• [Requirements] Repeat everything from the line containing "this sample: (58,11)." down to the end of the items, keeping both ends.

-=-=-=-=-

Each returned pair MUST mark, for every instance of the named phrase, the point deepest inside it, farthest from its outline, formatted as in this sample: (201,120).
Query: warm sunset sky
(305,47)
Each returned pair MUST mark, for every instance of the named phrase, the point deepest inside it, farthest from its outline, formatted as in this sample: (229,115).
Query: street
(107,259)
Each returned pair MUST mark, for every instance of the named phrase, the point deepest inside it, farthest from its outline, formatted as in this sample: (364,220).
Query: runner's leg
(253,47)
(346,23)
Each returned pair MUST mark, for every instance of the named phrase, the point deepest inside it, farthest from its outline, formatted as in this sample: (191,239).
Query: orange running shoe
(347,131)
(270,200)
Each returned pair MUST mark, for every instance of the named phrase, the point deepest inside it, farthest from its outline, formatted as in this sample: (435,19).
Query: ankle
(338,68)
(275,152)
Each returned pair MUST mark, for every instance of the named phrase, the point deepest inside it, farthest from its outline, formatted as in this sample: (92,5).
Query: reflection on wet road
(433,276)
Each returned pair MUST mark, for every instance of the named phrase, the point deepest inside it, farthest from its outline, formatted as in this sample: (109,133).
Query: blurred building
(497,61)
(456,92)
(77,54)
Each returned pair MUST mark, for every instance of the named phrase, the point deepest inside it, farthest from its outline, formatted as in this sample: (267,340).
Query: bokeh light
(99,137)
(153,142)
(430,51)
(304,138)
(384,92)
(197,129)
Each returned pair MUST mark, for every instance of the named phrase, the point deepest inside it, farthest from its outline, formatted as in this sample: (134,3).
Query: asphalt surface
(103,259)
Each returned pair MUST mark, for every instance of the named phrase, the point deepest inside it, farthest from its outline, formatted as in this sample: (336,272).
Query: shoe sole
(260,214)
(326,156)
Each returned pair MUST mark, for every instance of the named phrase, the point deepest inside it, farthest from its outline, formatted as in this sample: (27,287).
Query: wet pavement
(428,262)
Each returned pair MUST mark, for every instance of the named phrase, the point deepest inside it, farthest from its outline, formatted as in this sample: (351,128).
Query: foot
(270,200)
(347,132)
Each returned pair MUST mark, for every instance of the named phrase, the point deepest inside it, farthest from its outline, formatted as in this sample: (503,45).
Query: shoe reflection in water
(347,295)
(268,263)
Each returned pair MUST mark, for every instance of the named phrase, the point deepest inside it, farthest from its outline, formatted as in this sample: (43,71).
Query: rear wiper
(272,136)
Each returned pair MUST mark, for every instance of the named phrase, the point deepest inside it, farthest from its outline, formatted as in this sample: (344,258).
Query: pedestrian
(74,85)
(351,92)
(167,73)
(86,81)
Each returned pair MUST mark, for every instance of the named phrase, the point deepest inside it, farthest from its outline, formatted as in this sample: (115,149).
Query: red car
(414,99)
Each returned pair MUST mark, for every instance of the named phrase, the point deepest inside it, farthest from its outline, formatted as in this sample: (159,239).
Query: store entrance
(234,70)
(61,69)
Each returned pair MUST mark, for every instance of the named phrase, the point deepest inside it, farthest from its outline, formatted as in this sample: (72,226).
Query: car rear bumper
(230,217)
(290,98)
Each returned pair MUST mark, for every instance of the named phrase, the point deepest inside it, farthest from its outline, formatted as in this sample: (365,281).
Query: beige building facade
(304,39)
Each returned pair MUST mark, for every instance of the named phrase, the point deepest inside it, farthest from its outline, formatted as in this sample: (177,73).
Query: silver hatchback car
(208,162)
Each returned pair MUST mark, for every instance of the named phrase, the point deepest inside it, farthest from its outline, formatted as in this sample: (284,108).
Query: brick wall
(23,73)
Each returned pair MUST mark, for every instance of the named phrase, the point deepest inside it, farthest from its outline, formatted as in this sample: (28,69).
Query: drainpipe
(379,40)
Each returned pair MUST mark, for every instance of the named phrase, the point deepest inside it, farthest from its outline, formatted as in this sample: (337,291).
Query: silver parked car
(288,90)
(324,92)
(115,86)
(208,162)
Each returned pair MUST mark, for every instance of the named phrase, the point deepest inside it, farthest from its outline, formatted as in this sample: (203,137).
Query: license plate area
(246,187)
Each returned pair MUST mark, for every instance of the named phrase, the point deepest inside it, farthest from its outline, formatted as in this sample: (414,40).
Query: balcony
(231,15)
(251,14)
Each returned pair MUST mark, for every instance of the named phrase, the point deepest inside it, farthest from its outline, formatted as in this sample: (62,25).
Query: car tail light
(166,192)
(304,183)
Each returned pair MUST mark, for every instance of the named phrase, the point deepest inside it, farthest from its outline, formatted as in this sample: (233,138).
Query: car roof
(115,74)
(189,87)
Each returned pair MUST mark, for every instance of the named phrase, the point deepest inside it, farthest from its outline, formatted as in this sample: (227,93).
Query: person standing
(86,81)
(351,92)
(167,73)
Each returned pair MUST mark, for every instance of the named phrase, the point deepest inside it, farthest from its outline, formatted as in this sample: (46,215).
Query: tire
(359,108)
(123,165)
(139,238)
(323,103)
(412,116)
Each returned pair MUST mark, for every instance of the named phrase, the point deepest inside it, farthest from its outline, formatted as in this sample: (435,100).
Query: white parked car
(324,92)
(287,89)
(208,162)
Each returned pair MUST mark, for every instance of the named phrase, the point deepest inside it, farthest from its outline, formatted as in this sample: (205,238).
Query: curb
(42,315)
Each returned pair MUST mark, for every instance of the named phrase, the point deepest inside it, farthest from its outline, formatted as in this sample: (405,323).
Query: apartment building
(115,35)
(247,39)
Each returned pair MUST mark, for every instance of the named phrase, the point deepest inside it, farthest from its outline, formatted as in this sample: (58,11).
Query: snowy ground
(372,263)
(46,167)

-=-=-=-=-

• [Answer for the task]
Each returned pair MUST mark, for every instance of the named phrase, the point deepest inside it, farthest from its outline, formatted as in this sample: (58,11).
Query: snowy ground
(372,263)
(46,167)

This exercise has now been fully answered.